- _Task 1_
Return, word for word, the stretch of the passage on Ridley's Cup win from "Before joining the" through "short-track cars running.".
- _Task 2_
In the passage on Ridley's Cup win, how old was Ridley when he joined the Cup tour full time?

- _Page extract_
The win paid $22,560. Ridley’s cut from the check (40 percent, generally standard in those days) was $9,024, a nice payday but not Ridley’s biggest in Cup. He would win more for finishing in the top 10 in the Daytona 500.

“We were having a good day,” Ridley said, “but I never thought about winning it. We just didn’t have the cars. But we stayed in the hunt, and the other teams couldn’t get too many new tires, and Junie had put a different gear in the car. Normally he would put in a taller gear and drop the RPMs down (to protect the engine), and you couldn’t keep up. For some reason that day, he didn’t. And it paid off.”

Before joining the Cup tour full time in 1980 at age 37, Ridley had established himself as one of the top short-track drivers in the country. Across the South, at top Eastern Seaboard tracks and into the Midwest, a visit by Ridley usually meant a tough night for the locals.

MORE: Five laps that impacted Cup season

Ridley’s older brother, Biddle, and Anthony kept the Ridley short-track cars running.

- _Entries supplied_
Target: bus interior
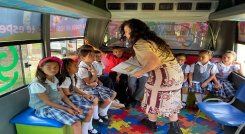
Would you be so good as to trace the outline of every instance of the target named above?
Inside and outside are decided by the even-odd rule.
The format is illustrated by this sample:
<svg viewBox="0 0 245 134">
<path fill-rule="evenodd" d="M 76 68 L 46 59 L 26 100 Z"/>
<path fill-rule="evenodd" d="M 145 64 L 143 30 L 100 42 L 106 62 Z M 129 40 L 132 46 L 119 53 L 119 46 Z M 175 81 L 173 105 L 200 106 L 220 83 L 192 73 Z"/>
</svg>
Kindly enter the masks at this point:
<svg viewBox="0 0 245 134">
<path fill-rule="evenodd" d="M 187 64 L 196 62 L 202 49 L 213 52 L 214 63 L 232 50 L 245 70 L 244 0 L 0 0 L 0 12 L 0 134 L 23 134 L 10 120 L 28 108 L 27 87 L 39 60 L 71 57 L 84 39 L 97 48 L 128 47 L 120 40 L 119 28 L 131 18 L 144 21 L 174 54 L 186 54 Z M 235 72 L 229 78 L 236 89 L 245 83 L 245 77 Z M 184 134 L 235 133 L 237 127 L 222 126 L 205 115 L 190 130 L 197 113 L 194 103 L 190 94 L 188 107 L 179 115 Z M 232 105 L 245 113 L 244 102 L 235 100 Z M 103 134 L 153 133 L 139 125 L 144 116 L 140 108 L 109 113 L 110 125 L 96 126 Z M 167 123 L 159 118 L 155 133 L 166 133 Z"/>
</svg>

- _Your solution 1_
Before joining the Cup tour full time in 1980 at age 37, Ridley had established himself as one of the top short-track drivers in the country. Across the South, at top Eastern Seaboard tracks and into the Midwest, a visit by Ridley usually meant a tough night for the locals.

MORE: Five laps that impacted Cup season

Ridley’s older brother, Biddle, and Anthony kept the Ridley short-track cars running.

- _Your solution 2_
He was 37.